── Provided records

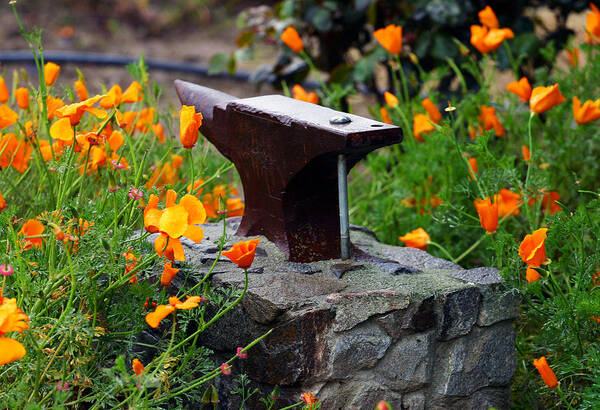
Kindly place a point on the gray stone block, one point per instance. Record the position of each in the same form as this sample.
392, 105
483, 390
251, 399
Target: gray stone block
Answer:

────

(Goal of the exercise): Write out every line of the records above unchanged, omitting the pictures.

(Response to the task):
Kindly place a point on the gray stone block, one point per instance. Record the position of each in the same form as this sample.
392, 105
483, 390
251, 399
Target: gray stone block
Answer:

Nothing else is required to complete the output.